* START *
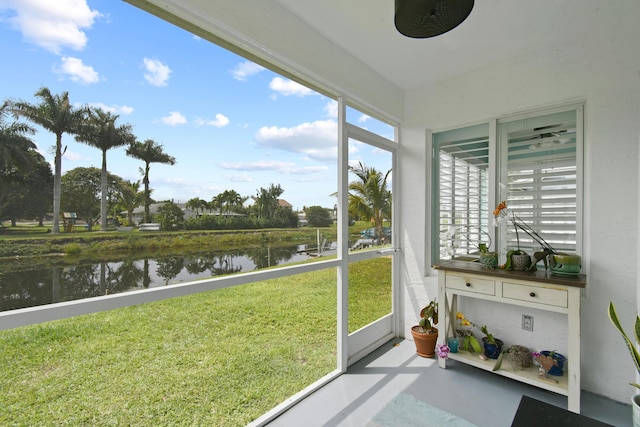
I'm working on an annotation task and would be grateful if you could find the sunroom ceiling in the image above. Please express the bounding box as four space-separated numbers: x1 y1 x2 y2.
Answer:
276 0 608 91
125 0 637 120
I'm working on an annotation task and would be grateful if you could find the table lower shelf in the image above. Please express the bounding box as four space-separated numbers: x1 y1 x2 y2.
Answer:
449 350 569 396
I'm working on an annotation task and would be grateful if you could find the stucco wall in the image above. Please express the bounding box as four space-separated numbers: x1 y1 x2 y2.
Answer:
396 35 640 402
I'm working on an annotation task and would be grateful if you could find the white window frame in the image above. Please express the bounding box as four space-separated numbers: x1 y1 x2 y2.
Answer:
425 102 585 264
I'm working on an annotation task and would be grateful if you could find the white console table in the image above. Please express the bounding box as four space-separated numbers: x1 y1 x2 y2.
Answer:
434 261 586 413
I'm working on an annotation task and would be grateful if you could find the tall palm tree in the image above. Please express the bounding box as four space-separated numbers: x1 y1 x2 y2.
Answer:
349 162 391 244
118 181 144 225
11 87 87 233
0 102 36 170
127 139 176 222
76 108 136 231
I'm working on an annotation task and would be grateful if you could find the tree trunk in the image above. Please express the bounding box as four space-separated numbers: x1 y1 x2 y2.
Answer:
100 150 107 231
51 134 62 234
* END *
WHAT YOU HAVE TO DO — Please recast the material, from the line containing "the white window" through its final line, as a JSON list of strings with one string per line and blank lines left out.

REPLY TO THE EXERCISE —
[
  "I'm working on an annotation task and would be grateful if you could find the white window frame in the image above. Please express the bounding box as four space-separated numbers: x1 y1 x2 y2.",
  "Answer:",
  "425 102 585 264",
  "I'm working on an annotation task and would be grateful if you could find the white console table in the image above. Please express the bounding box as four space-separated numbers: x1 y1 x2 y2.",
  "Answer:",
  "434 261 586 413",
  "I'm working on an annotation task and would be grateful if you could find the tall palm tree in the image above. Please express the bounding box as four space-separated numbers: x1 y1 x2 y2.",
  "Answer:",
  "349 162 391 244",
  "118 181 144 225",
  "11 87 87 233",
  "0 102 36 170",
  "127 139 176 222",
  "76 108 136 231",
  "I'm working on an annotation task and would be grateful if you could find the tree trunk in the image above. Please express the bounding box as four space-separated numbers: x1 y1 x2 y2.",
  "Answer:",
  "100 150 107 231",
  "51 134 62 234"
]